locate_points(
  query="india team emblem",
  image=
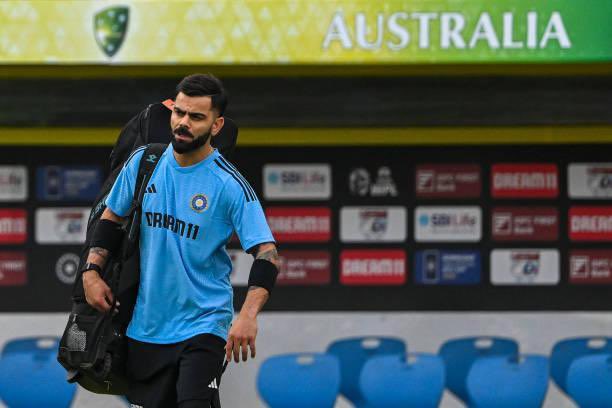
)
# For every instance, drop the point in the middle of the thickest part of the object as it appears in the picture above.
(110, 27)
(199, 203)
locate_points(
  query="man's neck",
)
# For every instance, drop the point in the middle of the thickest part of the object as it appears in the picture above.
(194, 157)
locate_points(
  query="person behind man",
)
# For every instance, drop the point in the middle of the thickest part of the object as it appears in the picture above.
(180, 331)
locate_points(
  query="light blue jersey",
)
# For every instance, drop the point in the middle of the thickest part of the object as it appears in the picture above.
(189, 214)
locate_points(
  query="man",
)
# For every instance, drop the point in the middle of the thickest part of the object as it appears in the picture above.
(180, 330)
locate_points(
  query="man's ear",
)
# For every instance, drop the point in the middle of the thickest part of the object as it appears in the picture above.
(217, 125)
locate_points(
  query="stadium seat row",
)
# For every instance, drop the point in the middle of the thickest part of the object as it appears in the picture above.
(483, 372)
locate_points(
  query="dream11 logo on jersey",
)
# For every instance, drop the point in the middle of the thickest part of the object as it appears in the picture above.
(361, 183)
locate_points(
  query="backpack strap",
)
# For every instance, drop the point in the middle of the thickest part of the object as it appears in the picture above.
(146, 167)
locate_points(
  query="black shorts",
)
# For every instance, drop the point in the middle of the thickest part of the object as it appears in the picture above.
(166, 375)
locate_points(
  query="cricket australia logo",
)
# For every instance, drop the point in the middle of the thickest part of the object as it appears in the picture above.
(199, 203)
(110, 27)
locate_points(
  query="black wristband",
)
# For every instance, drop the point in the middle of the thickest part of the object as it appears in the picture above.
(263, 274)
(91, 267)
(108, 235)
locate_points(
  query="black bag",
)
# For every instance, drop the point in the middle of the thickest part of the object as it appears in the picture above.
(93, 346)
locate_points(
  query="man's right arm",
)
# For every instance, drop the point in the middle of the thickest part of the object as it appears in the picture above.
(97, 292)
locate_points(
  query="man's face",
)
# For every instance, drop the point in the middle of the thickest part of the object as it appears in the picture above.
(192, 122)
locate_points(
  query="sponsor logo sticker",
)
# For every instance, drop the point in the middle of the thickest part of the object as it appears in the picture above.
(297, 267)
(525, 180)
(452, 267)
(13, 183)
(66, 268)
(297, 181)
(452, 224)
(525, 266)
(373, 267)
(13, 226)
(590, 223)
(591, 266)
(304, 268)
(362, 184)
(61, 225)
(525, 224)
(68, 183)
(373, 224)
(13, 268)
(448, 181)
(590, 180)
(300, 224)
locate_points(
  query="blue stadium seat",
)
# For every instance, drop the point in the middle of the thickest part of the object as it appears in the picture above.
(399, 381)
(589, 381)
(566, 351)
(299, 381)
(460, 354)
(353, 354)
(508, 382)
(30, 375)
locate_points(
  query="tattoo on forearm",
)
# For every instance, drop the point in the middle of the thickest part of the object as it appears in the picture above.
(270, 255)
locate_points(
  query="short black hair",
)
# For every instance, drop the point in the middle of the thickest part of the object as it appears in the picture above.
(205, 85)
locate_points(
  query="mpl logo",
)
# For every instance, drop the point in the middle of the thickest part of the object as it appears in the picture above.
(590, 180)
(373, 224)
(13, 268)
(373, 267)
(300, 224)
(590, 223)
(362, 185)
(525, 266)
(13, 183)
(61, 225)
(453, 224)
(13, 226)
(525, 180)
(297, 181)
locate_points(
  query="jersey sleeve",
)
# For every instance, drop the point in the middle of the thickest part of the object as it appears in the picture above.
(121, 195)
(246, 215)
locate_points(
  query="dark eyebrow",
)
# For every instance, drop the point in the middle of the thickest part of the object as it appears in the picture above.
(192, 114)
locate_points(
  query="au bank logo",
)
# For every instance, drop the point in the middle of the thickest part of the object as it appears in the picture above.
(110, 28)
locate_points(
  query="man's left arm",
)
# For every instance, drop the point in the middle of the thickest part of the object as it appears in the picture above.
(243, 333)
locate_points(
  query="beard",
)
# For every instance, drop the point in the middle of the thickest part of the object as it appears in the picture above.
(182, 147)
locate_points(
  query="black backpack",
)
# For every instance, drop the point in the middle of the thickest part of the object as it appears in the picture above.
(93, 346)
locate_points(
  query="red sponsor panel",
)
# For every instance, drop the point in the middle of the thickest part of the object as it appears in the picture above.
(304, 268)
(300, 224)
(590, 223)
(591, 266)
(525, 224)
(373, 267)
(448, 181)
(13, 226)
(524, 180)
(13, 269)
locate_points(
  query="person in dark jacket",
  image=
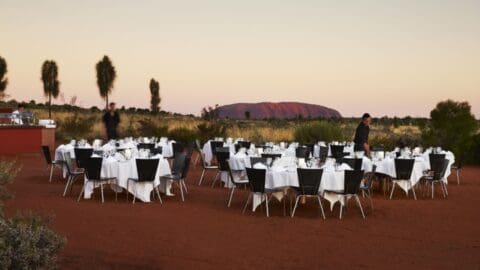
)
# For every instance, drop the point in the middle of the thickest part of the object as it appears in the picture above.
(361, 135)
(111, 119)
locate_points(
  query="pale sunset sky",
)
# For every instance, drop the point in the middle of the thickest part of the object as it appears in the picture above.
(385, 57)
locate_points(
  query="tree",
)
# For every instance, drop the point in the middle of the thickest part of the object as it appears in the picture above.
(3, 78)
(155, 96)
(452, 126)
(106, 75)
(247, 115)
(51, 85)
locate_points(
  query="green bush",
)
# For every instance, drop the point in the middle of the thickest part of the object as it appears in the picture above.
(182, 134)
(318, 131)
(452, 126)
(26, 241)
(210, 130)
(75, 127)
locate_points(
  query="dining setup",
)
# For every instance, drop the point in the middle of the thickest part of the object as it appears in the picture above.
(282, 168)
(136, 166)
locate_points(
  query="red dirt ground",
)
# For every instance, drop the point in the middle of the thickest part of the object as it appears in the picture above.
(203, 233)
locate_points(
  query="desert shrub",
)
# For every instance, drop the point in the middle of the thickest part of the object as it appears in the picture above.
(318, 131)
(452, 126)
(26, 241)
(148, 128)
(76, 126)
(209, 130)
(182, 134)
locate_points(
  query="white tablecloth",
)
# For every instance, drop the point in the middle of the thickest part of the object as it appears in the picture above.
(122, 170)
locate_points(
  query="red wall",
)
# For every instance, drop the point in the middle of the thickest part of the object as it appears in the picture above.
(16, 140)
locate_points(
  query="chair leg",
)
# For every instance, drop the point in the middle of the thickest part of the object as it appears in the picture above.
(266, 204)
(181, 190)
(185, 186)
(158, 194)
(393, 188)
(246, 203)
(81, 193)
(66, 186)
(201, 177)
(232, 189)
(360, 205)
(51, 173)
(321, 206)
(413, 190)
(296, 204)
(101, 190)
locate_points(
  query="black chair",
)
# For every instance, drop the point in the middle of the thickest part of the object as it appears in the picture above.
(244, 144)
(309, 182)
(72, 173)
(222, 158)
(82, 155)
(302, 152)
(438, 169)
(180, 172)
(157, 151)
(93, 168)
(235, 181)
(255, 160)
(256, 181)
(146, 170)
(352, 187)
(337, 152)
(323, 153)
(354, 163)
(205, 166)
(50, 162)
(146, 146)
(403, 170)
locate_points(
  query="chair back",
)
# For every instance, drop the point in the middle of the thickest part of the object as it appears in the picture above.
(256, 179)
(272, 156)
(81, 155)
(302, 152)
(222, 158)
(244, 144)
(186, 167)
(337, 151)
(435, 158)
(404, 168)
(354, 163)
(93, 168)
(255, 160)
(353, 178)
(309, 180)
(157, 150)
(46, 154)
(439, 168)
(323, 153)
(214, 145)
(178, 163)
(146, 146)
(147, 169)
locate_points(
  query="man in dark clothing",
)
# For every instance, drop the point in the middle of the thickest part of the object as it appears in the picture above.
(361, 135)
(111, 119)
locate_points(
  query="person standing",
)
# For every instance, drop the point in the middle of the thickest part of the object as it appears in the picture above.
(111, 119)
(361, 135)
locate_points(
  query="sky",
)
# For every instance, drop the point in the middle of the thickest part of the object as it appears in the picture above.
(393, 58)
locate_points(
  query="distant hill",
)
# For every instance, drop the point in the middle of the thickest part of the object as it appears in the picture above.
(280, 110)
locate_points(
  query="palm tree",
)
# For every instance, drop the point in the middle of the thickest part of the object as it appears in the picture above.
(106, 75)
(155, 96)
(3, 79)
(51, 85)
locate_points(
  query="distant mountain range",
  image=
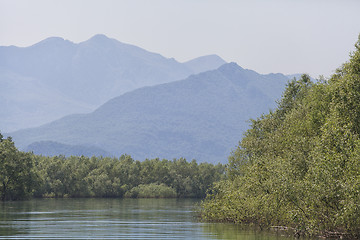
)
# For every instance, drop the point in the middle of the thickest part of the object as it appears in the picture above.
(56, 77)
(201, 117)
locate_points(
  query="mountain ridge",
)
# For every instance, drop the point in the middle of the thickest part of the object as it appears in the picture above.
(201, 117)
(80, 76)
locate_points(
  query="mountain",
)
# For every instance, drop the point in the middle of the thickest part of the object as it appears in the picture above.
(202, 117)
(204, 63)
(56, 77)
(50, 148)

▸ Aim of the exercise: Pick out every line of the data above that contains the string "sponsor", and copy each one in full.

▸ Response below:
  query="sponsor logo sticker",
  query="red sponsor panel",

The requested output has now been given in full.